• **PAGE EXTRACT**:
-*-

Focus On: Emerging Markets

December 1, 2006

(Published 12/01/06) There are two ways to invest in emerging market funds. One is to choose a small allocation and stick with it through booms and busts. As these fluctuations will sometimes occur opposite the other investments, investors may experience a lower overall risk. With a buy and hold strategy, investors should rebalance after big market moves to maintain their small – say, 5% to 10% – emerging market allocation.

The other way is to invest a bit more than this permanent allocation, but only after significant weakness in emerging markets and widespread fear of crisis by investors occurs (i.e., when prices are dirt cheap). Such an active strategy would require lightening up after a big run-up in emerging markets (such as we did in our portfolios in recent years). This means a 20% allocation after an emerging market slide, lowered to perhaps 5% after significant gains.

We’re following the second plan – invest when down, and lighten (even to 0%) when up. However, there is nothing wrong with the first method for investors who don't have the time or the expertise to be active investors.

Sadly, too many investors follow plan 9 (from outer space) – they load up on emerging markets funds after a big 3-5 year run, only to get slammed by the eventual hit these markets will take. Then they sell low. We know this happens because funds in this category often have tax loss carry forwards on the books – ghosts of bad investments by investors.

We can tell we're probably near a market peak when all the past losses on the books of old emerging market funds are gone. Today, the Vanguard Emerging Market Index fund (VEIEX) – one of the largest (started in 1994) and a favorite here – has almost no capital gains on the books, even after a 5-year average ANNUALIZED return of 23%. That's one of the best performing funds in recent years, and as a group, shareholders haven’t made a dime. That should give you an idea of how badly fund investors time their buying and selling of emerging market funds. (Not to brag, but our other fund favorites in this category have beaten even this top–performing, low-fee emerging market index fund, and the bulk of all emerging market funds since we added them as favorites).

Investor activity is a good way to gauge optimism – tracking what they’re buying and what they’re selling. This is our primary gauge of investment opportunity. Another is fund company launch dates. Check the inception date of most emerging market funds and you’ll see they were launched in the early 1990s – around the time of big run-ups in emerging markets, and right before a big slide.

Another useful indicator is relative valuations across investment categories.

If junk bonds (high yield bonds) are in favor with investors, prices generally run high relative to other bonds. This means a low quality corporate bond might pay just 2% more than an ultra safe U.S. government bond. In times of investor fear of default, junk bonds can pay 4% or more than U.S. government bonds. We had larger allocations to junk bond funds in our model portfolios in the “Enron” days a few years back when these fear premiums were more pronounced.

-*-

• **WHAT IS BEING ASKED**: Extend the emerging markets investing commentary, picking up after its last sentence.

• **MATERIAL**:
-*-

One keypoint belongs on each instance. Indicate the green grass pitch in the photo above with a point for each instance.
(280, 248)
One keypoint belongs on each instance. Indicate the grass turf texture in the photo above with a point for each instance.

-*-

• **THE REPLY**:
Emerging market stocks currently trade at a discount of roughly10-15% to the valuations of “emerged” stocks like you find in the U.S. In other words, a beverage company in Brazil may trade at 15 times earnings, while Coca-Cola (KO) trades at 17 times earnings.

Clearly, Coke is a safer investment. The company is based in the U.S. and has global operations. As far as any single stock goes, Coke is relatively low-risk. The chances of currency fluctuations, accounting shenanigans, or political risks destroying your investment in Coke are small.

The Governor of Georgia isn’t going to nationalize Coke. Their core product is safer than most products from the risk of competitors guzzling their market share, and most people that drink Coke can afford to – regardless of where the economy goes. Investors can relax…and enjoy Coke. They’ll even collect dividends along the way. Unlike bank CDs, the dividends will even likely go up over time.

By comparison, a company located in an emerging market is chock full of extra risks. How much cheaper investors expect to get emerging market stocks as a whole is a good indication of how enthusiastic they are about investing in emerging markets in general. Scared investors would expect a big discount. You want to invest where investors are scared to go without major incentives in the form of cheaper stocks.

Just a few years ago, before most emerging market stocks went up 2x, 3x, even 4x or more, emerging market stocks were trading at big discounts to U.S. stocks – 50% or more typically, or 10x earnings compared to 20x earnings in the U.S. Not anymore. Returns have been exceptional because there has been valuation expansion (now stocks trade at higher multiples of earnings) AND earnings have grown faster than safer stocks. This is the double whammy that leads to huge investor returns – it’s exactly what drove tech stocks in the late 1990s.

Rather than considering the risks in emerging markets, investors today are more focused on great opportunities. Unlike in the U.S., economic growth in many emerging markets seems boundless. The worldwide commodity boom has been particularly lucrative for many emerging markets that rely heavily on commodity exports.

But there is always a good reason why an investment can continue to go up. The investment went up largely due to these reasons in the first place. In fact, those reasons seem more sound the better the past performance – the ultimate legitimizer of investor theories (…these numbers don’t lie…).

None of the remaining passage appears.